Les équilibres politiques
Il y a des situations qui ne laissent pas d’étonner. Le gouvernement Lecornu I avait le soutien officiel des Républicains, et il ne comptait que quatre ministres LR. Le gouvernement Lecornu II ne l’a pas, le président du parti a clairement interdit à ses membres d’en faire partie… et il en compte six. Parmi eux, des poids lourds du parti comme Rachida Dati, qui reste à la Culture et Annie Genevard, qui conserve le portefeuille de l’Agriculture ; et des figures moins connues comme Philippe Tabarot, lui aussi reconduit aux Transports. Vincent Jeanbrun, ancien maire LR de L’Haÿ-les-Roses et député depuis juillet 2024, prend le portefeuille de la Ville et du Logement. Nicolas Forissier, qui fut ministre dans les années 2000 sous Jean-Pierre Raffain, revient au gouvernement comme ministre délégué au Commerce extérieur et à l'Attractivité.

^^^^^^^^^^^^^^^^

▸ **TÂCHES À RÉALISER**:
(a) D'après le texte sur le gouvernement Lecornu, quel portefeuille Vincent Jeanbrun prend-il ?
(b) Indiquez si chacune des affirmations suivantes concorde avec le texte sur le gouvernement Lecornu, en répondant par oui ou non et en citant les mots du texte qui tranchent. (i) Le gouvernement Lecornu I bénéficiait du soutien officiel des Républicains. (ii) Rachida Dati quitte le ministère de la Culture. (iii) Le gouvernement Lecornu I comptait six ministres LR.
(c) Poursuivez le texte sur le gouvernement Lecornu à partir de sa dernière phrase.
Les enregistrements n'ont aucun rapport avec le texte sur le gouvernement Lecornu.

^^^^^^^^^^^^^^^^

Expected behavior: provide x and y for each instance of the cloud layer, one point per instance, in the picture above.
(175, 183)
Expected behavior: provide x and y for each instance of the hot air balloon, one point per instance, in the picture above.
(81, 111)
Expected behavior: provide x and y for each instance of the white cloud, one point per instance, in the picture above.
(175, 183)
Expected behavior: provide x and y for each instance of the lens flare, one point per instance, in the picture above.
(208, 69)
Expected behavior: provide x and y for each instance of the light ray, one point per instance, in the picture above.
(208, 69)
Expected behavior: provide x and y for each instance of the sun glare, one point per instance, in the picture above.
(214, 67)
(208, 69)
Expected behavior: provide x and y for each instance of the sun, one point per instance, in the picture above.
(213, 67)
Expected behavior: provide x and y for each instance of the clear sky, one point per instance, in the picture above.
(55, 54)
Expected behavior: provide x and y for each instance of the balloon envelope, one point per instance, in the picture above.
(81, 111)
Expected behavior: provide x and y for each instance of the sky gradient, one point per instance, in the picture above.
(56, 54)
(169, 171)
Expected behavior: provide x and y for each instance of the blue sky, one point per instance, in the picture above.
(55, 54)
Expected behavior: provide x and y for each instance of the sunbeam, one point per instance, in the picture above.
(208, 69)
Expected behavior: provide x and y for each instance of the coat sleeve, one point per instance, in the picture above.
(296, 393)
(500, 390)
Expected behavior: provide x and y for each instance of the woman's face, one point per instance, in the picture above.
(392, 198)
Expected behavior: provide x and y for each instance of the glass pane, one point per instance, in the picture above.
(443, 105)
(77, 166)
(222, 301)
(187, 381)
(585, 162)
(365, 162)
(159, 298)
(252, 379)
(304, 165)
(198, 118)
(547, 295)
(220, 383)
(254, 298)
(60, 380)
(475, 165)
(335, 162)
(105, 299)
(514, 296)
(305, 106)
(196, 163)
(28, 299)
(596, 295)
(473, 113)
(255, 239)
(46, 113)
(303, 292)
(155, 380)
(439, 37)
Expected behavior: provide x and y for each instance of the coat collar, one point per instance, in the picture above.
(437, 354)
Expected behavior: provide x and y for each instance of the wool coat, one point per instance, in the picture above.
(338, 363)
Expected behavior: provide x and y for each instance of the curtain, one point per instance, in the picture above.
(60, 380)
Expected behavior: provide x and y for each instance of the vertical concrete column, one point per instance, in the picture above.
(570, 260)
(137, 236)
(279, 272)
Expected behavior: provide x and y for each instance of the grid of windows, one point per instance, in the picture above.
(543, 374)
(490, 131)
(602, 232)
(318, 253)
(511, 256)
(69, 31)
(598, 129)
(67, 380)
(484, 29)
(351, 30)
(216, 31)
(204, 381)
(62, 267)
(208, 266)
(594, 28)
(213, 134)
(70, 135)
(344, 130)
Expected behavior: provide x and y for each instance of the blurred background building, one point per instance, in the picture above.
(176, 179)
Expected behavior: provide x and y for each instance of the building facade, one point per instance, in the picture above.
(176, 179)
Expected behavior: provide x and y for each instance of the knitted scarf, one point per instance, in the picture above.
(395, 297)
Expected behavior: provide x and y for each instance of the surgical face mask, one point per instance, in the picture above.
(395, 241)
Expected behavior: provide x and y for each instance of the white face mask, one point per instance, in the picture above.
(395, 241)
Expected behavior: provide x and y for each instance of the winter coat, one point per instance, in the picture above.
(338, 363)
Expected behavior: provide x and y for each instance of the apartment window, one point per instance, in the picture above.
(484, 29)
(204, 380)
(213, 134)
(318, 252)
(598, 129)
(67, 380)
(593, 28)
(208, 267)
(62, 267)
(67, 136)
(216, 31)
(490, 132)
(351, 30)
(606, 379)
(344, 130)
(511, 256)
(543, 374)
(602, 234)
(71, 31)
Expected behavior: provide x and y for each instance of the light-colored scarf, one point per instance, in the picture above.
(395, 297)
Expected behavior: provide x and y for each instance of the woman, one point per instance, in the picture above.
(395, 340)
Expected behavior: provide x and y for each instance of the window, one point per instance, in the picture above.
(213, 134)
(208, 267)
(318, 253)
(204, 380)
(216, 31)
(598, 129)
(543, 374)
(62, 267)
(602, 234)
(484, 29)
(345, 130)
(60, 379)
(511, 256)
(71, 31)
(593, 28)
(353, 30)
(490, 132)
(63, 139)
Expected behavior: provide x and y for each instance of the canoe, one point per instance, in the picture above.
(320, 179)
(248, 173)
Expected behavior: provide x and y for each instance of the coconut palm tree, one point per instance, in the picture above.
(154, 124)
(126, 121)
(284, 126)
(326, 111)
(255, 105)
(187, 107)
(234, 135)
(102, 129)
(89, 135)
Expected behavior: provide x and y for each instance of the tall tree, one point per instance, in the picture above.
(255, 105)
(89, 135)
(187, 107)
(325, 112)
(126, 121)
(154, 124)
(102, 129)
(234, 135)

^^^^^^^^^^^^^^^^

▸ **RÉPONSES**:
(a) Il prend le portefeuille de la Ville et du Logement.

(b)
(i) Oui : « Le gouvernement Lecornu I avait le soutien officiel des Républicains ».
(ii) Non : « Rachida Dati, qui reste à la Culture ».
(iii) Non : « il ne comptait que quatre ministres LR ».

(c)
Dès hier soir, Les Républicains ont fait savoir que tous ses membres qui ont choisi de rentrer au gouvernement seraient exclus du parti – ce sera, pour Rachida Dati, sa deuxième exclusion, et l’on ignore sous quelle étiquette elle concourra pour la mairie de Paris, en mars prochain.
Les autres « politiques » du gouvernement appartiennent tous, sauf deux, au « bloc central » (11 ministres Renaissance, 3 Horizons, 3 MoDem) : cela représente 17 ministres, soit la moitié du gouvernement. Les deux exceptions sont Françoise Gatel, puisque l’UDI a pris son indépendance par rapport au bloc central, et Laurent Panifous, ancien député ex-PS de l’Ariège, qui a quitté le PS par refus de l’alliance électorale avec LFI et rejoint le groupe Liot.
Vingt-quatre ministres, soit les trois quarts du gouvernement, sont donc issus de l’ancien socle commun. On ne peut donc en aucun cas parler de « rupture » politique.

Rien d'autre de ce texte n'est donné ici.